* begin Extracted entries *

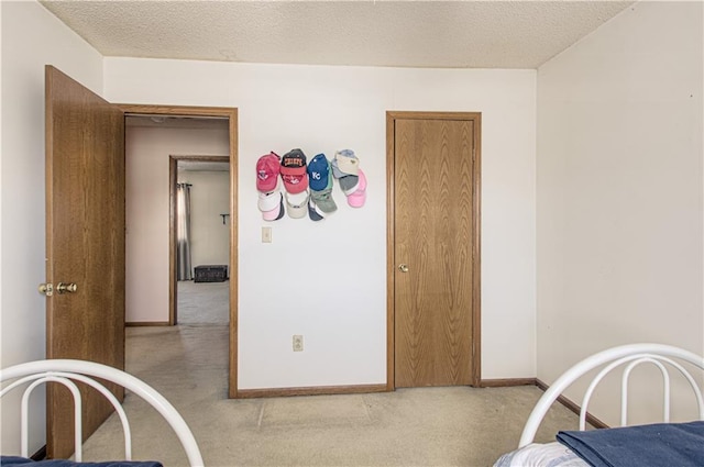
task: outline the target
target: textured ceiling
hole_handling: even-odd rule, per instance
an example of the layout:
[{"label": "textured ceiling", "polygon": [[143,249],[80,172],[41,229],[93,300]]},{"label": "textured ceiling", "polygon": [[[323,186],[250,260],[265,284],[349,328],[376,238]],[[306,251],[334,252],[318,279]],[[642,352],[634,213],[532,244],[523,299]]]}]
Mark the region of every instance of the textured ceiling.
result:
[{"label": "textured ceiling", "polygon": [[42,1],[105,56],[537,68],[632,1]]}]

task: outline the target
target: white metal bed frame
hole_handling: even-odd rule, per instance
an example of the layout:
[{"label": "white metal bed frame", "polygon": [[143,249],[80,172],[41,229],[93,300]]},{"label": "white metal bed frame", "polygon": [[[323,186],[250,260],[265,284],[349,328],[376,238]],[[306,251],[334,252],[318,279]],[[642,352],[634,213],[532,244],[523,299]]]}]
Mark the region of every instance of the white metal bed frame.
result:
[{"label": "white metal bed frame", "polygon": [[106,388],[102,383],[96,381],[94,378],[102,378],[105,380],[116,382],[122,386],[130,392],[141,397],[148,402],[156,411],[168,422],[172,426],[188,457],[188,463],[191,467],[204,467],[202,456],[200,449],[196,443],[190,429],[186,424],[184,418],[176,411],[174,405],[170,404],[161,393],[154,388],[148,386],[141,379],[129,375],[125,371],[117,368],[98,364],[95,362],[72,360],[72,359],[46,359],[29,362],[24,364],[14,365],[0,370],[0,381],[6,382],[14,380],[0,391],[0,397],[3,397],[8,392],[22,385],[29,385],[24,389],[22,394],[21,407],[21,455],[22,457],[29,457],[29,400],[32,391],[44,382],[58,382],[64,385],[74,396],[74,423],[75,423],[75,454],[76,462],[82,459],[82,424],[81,424],[81,398],[80,391],[74,381],[80,381],[91,386],[103,394],[114,408],[120,421],[122,422],[122,430],[124,433],[124,460],[132,460],[132,435],[130,431],[130,423],[128,421],[124,409],[112,394],[112,392]]},{"label": "white metal bed frame", "polygon": [[696,355],[692,352],[683,348],[674,347],[664,344],[629,344],[618,347],[608,348],[594,354],[582,362],[578,363],[570,369],[568,369],[562,376],[560,376],[542,394],[542,397],[536,403],[532,412],[528,416],[528,421],[524,426],[524,432],[520,436],[518,447],[527,446],[532,443],[536,432],[540,426],[546,413],[558,399],[558,397],[576,379],[581,376],[604,366],[604,368],[592,380],[591,385],[584,393],[582,405],[580,409],[580,430],[585,430],[586,426],[586,413],[590,400],[594,389],[598,386],[602,379],[618,367],[624,367],[622,376],[622,391],[620,391],[620,426],[627,425],[627,412],[628,412],[628,380],[630,373],[635,367],[641,364],[651,364],[660,369],[663,380],[663,422],[670,422],[670,369],[675,369],[681,373],[689,381],[694,391],[696,402],[698,405],[698,418],[704,420],[704,400],[702,397],[702,388],[696,382],[692,374],[684,368],[681,363],[689,363],[695,367],[704,370],[704,356]]}]

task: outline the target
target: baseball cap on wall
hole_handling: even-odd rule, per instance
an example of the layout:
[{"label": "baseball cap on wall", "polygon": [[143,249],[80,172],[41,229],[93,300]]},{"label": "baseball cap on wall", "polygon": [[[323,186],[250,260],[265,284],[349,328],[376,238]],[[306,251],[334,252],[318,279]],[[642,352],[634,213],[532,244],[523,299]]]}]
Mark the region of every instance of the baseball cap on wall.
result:
[{"label": "baseball cap on wall", "polygon": [[356,189],[359,188],[359,186],[360,186],[360,176],[359,175],[345,175],[344,177],[338,178],[338,181],[340,182],[340,188],[342,189],[342,192],[344,192],[344,196],[349,197],[350,194],[355,192]]},{"label": "baseball cap on wall", "polygon": [[322,221],[326,219],[324,215],[320,213],[320,211],[318,211],[318,208],[316,207],[316,203],[312,202],[312,199],[308,200],[308,218],[310,218],[310,220],[314,222]]},{"label": "baseball cap on wall", "polygon": [[286,198],[286,211],[288,211],[289,218],[300,219],[308,214],[308,200],[310,198],[308,190],[300,193],[286,192],[284,198]]},{"label": "baseball cap on wall", "polygon": [[308,189],[306,155],[300,149],[292,149],[282,157],[279,171],[284,188],[289,193],[300,193]]},{"label": "baseball cap on wall", "polygon": [[330,214],[338,210],[338,204],[336,204],[332,199],[332,189],[327,189],[323,191],[311,191],[310,199],[312,202],[320,209],[320,211],[326,214]]},{"label": "baseball cap on wall", "polygon": [[271,152],[262,156],[256,162],[256,189],[260,191],[272,191],[276,188],[279,173],[278,154]]},{"label": "baseball cap on wall", "polygon": [[324,154],[318,154],[308,164],[308,186],[312,191],[322,191],[332,181],[330,162]]},{"label": "baseball cap on wall", "polygon": [[364,175],[362,169],[359,170],[359,176],[360,185],[356,191],[348,197],[348,204],[350,204],[352,208],[362,208],[364,205],[364,202],[366,201],[366,176]]},{"label": "baseball cap on wall", "polygon": [[[352,149],[342,149],[334,153],[334,159],[338,171],[344,175],[358,175],[360,169],[360,159]],[[342,175],[341,175],[342,176]],[[337,177],[337,176],[336,176]],[[338,177],[340,178],[340,177]]]}]

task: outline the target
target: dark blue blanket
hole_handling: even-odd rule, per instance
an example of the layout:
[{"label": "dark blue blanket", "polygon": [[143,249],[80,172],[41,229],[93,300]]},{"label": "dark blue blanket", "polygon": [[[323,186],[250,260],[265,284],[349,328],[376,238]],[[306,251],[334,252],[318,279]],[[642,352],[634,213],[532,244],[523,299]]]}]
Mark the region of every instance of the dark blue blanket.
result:
[{"label": "dark blue blanket", "polygon": [[163,467],[156,462],[74,463],[72,460],[32,460],[25,457],[0,456],[0,466],[12,467]]},{"label": "dark blue blanket", "polygon": [[704,466],[704,422],[570,431],[557,437],[594,467]]}]

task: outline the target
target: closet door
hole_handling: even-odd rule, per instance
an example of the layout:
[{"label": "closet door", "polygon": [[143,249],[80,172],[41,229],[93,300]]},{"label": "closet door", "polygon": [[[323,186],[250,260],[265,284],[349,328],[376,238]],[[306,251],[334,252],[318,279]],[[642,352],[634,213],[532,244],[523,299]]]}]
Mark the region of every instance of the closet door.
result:
[{"label": "closet door", "polygon": [[479,382],[475,131],[473,119],[394,120],[395,387]]}]

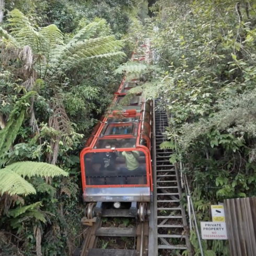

* end Extracted entries *

__Request__: Which lines in the rows above contain the string "closet"? Select each one and copy it in full.

__Expected answer__:
target: closet door
[{"label": "closet door", "polygon": [[143,249],[80,172],[41,229],[93,300]]},{"label": "closet door", "polygon": [[[323,186],[250,260],[265,284],[349,328],[376,238]],[[306,251],[334,252],[318,279]],[[642,352],[634,213],[532,244],[523,299]]]}]
Mark the region of every instance of the closet door.
[{"label": "closet door", "polygon": [[479,382],[475,131],[473,119],[394,120],[395,387]]}]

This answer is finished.